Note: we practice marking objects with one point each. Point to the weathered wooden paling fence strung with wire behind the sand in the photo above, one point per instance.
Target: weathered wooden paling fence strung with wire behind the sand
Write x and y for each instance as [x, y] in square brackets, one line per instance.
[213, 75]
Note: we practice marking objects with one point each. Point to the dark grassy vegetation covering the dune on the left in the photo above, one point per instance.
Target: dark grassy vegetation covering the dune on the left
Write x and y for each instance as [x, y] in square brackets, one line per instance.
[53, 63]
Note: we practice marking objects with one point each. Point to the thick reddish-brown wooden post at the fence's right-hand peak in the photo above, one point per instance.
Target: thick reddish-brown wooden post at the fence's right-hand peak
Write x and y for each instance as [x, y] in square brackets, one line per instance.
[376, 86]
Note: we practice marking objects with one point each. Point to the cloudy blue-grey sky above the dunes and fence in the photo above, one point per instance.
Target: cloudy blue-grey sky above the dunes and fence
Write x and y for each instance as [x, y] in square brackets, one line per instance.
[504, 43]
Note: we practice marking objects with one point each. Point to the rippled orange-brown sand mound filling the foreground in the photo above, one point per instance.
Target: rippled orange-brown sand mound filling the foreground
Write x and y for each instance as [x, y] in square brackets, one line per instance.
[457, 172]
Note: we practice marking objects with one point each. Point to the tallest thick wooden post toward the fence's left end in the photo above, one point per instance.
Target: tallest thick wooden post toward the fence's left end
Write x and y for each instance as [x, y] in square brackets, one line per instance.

============================================================

Work instruction: Among the records above, find the lines that contain "rippled" and copy every one.

Answer space:
Note: we practice marking objects with one point each. Point to the rippled orange-brown sand mound filling the foreground in the photo above, one point per instance.
Target: rippled orange-brown sand mound filling the foreground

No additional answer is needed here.